# [What is being asked]
When you reach the line with "Put one point on each instance of the surf" in the listing below, transcribe it and each line after it up to and including the line with "Put one point on each instance of the grass-topped", exactly and with nothing else.

------------------------------------------------------------

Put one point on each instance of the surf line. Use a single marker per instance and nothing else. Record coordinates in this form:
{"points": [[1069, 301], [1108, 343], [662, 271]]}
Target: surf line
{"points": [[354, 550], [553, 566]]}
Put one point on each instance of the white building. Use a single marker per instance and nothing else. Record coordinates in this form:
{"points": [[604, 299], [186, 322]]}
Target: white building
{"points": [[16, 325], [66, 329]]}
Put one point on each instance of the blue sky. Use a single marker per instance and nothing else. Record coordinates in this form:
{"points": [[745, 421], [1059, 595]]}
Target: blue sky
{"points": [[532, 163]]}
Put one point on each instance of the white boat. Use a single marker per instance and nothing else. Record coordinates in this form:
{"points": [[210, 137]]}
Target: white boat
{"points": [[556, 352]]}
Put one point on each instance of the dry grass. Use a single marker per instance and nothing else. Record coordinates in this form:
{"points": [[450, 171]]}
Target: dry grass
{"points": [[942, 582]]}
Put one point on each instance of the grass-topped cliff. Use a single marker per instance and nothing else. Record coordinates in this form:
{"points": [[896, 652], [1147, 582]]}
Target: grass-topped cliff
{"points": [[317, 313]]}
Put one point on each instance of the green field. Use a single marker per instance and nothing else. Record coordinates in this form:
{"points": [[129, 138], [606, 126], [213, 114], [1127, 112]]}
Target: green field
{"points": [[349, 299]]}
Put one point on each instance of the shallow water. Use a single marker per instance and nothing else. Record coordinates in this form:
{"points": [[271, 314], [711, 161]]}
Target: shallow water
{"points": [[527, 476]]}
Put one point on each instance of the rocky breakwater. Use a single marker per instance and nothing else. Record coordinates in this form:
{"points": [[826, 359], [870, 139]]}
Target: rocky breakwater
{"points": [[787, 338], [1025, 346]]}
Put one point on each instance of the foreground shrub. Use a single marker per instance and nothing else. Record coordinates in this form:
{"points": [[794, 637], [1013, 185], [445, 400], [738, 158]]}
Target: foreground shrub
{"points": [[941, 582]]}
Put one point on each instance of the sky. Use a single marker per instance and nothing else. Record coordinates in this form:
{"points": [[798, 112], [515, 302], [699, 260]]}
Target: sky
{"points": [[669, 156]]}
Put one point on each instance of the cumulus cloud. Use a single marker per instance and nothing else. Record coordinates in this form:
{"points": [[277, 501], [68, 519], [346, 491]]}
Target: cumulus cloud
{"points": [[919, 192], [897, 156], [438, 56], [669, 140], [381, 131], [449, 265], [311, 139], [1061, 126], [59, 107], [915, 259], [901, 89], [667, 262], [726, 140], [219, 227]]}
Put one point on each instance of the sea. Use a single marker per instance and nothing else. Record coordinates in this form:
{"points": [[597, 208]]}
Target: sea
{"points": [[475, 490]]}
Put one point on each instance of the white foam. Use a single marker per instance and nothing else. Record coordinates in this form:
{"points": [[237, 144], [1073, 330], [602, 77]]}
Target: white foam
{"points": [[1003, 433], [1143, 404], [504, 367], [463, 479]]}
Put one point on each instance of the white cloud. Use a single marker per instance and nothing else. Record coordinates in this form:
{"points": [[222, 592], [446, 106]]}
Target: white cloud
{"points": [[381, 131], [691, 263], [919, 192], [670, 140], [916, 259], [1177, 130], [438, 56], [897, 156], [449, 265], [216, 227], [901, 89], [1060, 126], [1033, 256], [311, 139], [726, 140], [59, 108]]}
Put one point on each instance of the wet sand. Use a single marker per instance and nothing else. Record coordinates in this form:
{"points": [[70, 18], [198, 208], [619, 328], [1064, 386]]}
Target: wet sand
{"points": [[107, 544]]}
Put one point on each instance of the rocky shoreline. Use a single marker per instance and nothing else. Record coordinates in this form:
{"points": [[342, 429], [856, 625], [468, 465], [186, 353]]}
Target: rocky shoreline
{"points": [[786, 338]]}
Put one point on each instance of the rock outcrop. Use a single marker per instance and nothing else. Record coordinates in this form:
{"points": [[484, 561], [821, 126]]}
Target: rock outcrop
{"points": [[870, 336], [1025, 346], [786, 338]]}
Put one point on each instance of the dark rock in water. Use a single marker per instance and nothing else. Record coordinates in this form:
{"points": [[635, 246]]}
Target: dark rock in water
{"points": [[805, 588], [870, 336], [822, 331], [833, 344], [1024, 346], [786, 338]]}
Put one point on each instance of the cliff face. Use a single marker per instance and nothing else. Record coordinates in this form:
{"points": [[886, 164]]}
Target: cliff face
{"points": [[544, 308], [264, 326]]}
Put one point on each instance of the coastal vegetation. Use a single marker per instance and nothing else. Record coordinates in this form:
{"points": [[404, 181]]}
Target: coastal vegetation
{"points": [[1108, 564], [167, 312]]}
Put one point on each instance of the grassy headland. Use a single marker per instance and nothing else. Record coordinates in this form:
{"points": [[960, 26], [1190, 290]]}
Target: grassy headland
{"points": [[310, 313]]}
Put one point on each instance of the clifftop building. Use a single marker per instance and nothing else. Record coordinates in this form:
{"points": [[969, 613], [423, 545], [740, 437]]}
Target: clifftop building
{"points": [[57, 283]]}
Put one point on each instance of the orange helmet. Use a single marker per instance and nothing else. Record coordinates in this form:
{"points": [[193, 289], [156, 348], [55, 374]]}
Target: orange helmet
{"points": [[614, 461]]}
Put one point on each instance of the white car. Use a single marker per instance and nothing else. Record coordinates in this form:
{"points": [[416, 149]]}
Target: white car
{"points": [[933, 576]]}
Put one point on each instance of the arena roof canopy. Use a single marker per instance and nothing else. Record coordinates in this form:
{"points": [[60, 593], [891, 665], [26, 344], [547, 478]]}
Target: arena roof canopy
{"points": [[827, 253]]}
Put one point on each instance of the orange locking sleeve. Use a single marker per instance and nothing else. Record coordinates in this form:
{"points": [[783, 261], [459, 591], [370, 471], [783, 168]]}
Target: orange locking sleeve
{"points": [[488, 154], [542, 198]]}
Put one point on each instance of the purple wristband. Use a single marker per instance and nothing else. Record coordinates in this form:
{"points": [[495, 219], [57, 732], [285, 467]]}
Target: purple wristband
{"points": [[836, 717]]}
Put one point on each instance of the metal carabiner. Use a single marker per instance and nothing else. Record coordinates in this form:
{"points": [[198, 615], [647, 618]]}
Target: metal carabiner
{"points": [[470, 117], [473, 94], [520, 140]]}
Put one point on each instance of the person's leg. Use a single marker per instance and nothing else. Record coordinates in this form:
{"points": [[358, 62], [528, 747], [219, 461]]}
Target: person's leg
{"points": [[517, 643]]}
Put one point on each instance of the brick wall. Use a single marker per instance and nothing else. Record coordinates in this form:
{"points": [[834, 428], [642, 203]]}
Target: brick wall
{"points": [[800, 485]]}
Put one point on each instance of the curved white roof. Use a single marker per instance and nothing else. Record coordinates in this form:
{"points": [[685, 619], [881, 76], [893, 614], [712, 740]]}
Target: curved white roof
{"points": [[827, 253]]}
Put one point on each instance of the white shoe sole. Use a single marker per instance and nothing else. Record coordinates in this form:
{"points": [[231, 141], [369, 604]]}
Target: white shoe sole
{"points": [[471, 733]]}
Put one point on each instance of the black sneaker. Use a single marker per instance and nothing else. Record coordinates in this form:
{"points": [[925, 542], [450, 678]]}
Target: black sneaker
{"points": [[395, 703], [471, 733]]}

------------------------------------------------------------

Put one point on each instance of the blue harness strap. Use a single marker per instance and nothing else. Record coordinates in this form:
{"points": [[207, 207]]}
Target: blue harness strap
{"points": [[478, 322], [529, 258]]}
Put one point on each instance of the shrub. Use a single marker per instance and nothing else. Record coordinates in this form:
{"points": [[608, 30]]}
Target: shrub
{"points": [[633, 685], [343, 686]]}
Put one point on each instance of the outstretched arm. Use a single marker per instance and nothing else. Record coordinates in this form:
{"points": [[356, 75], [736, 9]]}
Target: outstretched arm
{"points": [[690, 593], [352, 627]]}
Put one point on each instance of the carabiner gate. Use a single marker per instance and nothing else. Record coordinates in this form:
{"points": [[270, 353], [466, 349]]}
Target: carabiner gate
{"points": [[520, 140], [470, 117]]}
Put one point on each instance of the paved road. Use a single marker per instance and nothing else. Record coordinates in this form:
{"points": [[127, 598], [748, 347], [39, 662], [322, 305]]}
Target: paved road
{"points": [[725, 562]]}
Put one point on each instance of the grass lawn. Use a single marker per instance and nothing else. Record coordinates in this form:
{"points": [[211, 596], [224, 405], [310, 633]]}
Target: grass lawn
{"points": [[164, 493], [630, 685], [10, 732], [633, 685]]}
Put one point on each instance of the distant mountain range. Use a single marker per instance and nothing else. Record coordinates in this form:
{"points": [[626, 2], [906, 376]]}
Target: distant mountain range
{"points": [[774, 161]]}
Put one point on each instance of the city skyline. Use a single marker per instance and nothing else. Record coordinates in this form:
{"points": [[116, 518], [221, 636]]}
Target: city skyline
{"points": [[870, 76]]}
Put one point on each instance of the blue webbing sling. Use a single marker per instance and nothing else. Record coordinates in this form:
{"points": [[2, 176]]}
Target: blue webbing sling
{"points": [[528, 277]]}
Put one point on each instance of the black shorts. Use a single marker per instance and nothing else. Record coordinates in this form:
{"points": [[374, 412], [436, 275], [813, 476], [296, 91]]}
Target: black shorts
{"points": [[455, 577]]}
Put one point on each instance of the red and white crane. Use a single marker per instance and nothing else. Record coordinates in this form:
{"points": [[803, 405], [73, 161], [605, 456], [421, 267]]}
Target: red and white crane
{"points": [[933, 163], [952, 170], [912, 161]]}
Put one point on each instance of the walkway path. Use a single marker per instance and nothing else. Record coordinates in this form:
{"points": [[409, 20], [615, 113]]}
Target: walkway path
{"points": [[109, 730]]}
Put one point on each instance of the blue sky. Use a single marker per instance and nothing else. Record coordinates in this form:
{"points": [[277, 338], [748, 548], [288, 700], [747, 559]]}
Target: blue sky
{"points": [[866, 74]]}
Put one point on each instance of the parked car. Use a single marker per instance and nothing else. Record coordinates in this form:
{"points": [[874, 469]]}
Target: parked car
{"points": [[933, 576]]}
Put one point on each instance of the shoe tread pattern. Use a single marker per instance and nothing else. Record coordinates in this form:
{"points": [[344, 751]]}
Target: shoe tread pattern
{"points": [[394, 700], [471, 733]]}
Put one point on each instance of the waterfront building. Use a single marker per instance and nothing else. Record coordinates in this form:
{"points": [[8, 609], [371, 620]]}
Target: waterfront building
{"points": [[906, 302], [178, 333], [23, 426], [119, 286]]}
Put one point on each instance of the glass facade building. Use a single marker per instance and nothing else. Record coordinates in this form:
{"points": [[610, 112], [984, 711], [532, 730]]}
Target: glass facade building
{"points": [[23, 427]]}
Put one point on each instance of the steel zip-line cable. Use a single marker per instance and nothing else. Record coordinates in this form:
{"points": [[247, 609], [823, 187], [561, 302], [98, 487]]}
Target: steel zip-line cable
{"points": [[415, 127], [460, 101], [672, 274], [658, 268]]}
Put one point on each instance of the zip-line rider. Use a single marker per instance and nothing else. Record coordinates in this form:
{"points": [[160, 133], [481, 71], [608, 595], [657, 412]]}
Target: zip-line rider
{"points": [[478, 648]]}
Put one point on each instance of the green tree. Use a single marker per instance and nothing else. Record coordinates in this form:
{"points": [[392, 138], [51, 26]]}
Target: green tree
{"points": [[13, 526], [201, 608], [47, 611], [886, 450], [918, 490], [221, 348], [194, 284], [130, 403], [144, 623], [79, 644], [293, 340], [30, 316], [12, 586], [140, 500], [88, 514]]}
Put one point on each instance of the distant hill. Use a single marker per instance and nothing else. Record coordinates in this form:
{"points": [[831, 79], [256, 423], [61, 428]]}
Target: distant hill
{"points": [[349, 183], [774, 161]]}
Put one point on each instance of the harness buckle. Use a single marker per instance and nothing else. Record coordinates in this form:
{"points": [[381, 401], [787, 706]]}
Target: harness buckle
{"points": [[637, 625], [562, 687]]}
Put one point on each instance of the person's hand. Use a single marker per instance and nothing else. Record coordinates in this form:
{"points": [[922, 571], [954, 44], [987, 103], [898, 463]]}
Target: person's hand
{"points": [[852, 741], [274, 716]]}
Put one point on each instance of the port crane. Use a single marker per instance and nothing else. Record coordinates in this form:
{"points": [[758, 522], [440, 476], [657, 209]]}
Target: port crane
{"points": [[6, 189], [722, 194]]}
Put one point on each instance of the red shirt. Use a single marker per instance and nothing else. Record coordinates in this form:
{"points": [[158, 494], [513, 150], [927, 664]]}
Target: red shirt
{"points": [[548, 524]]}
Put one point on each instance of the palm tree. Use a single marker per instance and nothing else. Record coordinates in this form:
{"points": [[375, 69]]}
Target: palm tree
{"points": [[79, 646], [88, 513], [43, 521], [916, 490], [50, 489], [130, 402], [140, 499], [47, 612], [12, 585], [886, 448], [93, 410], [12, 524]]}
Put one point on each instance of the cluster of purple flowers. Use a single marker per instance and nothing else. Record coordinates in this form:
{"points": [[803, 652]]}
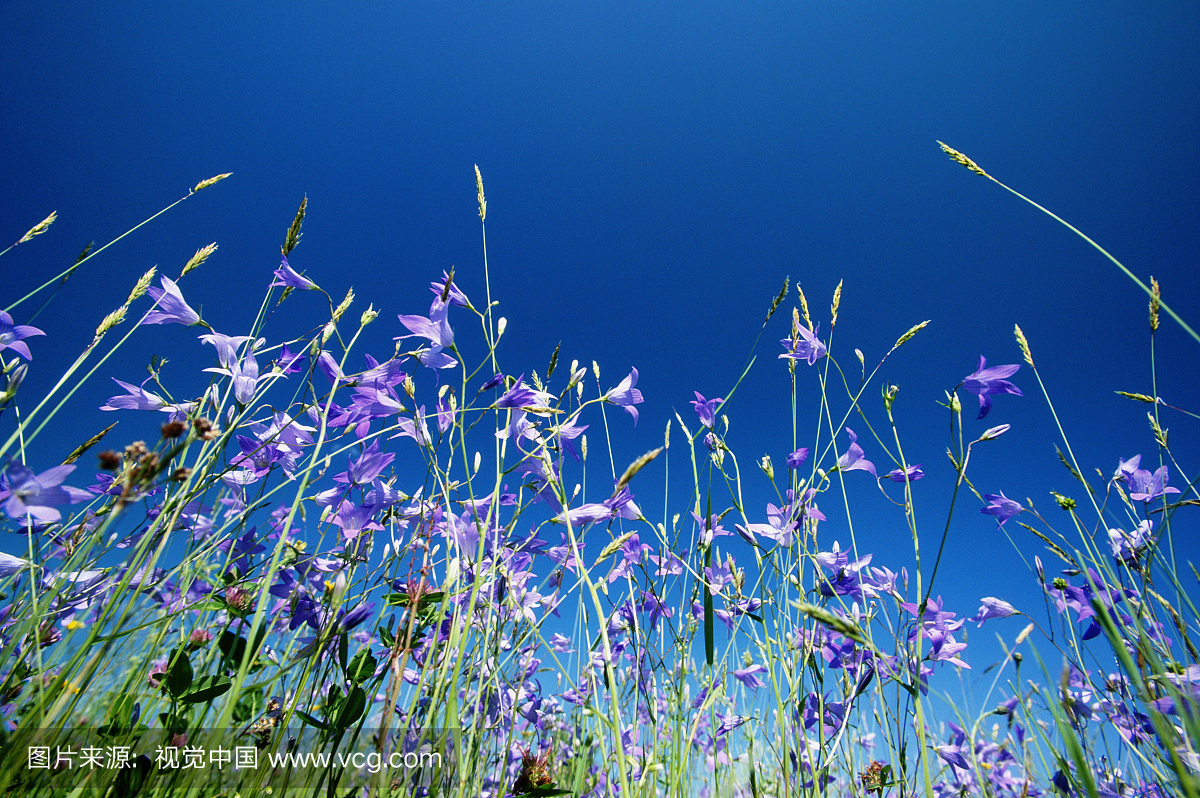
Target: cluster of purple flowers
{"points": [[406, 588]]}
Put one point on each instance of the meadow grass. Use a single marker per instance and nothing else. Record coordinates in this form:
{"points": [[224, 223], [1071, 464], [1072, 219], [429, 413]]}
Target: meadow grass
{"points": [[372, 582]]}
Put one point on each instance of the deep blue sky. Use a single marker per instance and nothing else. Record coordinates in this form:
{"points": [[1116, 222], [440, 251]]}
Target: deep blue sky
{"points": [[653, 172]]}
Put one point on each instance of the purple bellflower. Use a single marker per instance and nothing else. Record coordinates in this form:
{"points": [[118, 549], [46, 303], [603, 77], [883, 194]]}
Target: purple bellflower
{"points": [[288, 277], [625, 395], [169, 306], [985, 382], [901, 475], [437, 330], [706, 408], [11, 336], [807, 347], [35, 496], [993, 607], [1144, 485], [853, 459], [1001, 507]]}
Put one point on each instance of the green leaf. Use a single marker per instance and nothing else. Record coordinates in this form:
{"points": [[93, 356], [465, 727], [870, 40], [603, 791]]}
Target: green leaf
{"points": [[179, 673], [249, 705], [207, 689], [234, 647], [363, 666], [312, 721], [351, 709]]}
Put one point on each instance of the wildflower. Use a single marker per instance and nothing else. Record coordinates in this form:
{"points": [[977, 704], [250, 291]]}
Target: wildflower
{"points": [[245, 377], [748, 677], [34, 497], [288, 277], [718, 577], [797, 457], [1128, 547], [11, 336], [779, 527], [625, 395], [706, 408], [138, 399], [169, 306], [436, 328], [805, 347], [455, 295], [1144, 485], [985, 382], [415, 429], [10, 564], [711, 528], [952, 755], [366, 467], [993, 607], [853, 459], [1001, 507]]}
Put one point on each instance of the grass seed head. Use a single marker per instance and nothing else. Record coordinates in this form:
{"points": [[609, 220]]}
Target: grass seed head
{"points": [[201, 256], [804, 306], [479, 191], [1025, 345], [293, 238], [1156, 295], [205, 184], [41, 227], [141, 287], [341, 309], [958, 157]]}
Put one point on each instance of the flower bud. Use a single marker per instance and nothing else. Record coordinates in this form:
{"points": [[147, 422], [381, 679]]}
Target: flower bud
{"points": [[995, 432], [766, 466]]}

------------------------------------------------------------

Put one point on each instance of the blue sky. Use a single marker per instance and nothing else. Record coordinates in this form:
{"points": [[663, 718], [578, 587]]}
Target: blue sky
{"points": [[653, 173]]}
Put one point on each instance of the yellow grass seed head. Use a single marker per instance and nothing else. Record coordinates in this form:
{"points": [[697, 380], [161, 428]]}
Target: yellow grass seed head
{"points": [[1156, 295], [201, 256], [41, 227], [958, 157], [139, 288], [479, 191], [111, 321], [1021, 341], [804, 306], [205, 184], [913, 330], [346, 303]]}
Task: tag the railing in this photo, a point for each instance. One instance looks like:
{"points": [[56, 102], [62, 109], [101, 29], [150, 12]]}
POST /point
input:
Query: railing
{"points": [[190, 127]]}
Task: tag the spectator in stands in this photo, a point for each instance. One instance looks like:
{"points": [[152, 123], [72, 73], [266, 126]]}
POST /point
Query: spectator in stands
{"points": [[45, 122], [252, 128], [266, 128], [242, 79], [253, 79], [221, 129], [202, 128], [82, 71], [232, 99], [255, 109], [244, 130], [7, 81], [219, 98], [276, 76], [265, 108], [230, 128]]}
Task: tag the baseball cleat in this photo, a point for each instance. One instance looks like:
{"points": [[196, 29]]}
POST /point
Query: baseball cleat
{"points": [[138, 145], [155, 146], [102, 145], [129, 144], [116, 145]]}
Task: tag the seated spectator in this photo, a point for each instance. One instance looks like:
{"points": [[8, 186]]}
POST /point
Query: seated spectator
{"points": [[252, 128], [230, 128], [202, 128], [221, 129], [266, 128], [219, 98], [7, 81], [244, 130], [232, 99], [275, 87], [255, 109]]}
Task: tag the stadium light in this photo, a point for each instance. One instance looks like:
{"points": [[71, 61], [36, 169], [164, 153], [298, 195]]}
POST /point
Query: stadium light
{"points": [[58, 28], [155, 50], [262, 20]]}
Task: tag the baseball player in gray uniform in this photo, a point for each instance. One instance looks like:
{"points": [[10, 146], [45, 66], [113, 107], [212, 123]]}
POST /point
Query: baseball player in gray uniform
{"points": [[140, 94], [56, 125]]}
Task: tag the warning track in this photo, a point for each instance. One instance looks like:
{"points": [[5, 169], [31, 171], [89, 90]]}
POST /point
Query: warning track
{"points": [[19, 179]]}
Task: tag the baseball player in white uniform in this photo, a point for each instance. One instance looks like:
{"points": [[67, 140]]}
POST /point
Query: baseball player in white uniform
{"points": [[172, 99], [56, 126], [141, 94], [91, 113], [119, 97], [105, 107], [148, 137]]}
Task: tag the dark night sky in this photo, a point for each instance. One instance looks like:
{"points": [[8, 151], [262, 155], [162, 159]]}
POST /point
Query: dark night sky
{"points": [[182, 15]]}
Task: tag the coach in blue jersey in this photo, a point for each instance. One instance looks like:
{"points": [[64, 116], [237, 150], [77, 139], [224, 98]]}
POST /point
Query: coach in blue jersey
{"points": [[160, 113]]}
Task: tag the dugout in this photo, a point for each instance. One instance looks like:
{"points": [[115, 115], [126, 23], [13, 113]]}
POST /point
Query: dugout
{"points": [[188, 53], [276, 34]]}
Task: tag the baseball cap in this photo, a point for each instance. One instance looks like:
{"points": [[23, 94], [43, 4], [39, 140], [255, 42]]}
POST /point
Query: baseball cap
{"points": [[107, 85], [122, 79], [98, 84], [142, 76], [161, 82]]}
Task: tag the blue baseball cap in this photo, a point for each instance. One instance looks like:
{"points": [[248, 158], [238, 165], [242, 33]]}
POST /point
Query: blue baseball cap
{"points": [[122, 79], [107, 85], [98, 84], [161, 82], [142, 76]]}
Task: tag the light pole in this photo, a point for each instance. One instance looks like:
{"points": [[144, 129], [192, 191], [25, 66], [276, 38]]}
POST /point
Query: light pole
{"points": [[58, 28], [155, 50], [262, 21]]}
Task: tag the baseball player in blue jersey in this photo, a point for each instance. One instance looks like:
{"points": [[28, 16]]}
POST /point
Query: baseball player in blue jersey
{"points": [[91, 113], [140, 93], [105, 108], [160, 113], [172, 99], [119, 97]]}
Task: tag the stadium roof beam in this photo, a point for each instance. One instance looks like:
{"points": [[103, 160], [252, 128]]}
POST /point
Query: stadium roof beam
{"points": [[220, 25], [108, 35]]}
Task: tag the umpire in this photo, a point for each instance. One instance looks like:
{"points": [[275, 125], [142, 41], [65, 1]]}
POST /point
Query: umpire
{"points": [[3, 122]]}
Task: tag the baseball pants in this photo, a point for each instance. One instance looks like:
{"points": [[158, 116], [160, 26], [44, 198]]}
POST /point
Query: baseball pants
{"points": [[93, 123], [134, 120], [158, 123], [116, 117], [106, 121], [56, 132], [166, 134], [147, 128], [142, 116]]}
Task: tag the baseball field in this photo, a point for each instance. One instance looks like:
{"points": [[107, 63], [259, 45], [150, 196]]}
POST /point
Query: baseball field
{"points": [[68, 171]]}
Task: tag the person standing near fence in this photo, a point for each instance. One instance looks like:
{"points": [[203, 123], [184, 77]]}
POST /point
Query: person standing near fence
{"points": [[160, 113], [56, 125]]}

------------------------------------------------------------

# [Output of the exercise]
Put one point on each instance of the surf line. Use a single marker per instance and nothing else. Record coordinates in this form:
{"points": [[1069, 301], [1108, 343], [662, 271]]}
Target: surf line
{"points": [[354, 550], [553, 566]]}
Put one point on each instance of the white building. Use a single marker per instance and nothing else. Record coordinates in this form:
{"points": [[604, 299], [186, 322]]}
Target: white building
{"points": [[16, 325], [66, 329]]}
Put one point on each instance of the blue sky. Use a single marker per instance and nothing else. Record coordinates in this form:
{"points": [[745, 421], [1059, 595]]}
Target: blue sky
{"points": [[532, 163]]}
Put one point on each instance of the white boat. Use a single marker per instance and nothing else. Record coordinates in this form:
{"points": [[210, 137]]}
Target: white boat
{"points": [[556, 352]]}
Put one point on each instance of the dry grass. Use a single marker per instance and nothing else. Record coordinates in this form:
{"points": [[450, 171]]}
Target: dry grass
{"points": [[942, 582]]}
Put one point on each instance of the grass-topped cliff. Use a single marker per instance and nothing else. Record coordinates in this form:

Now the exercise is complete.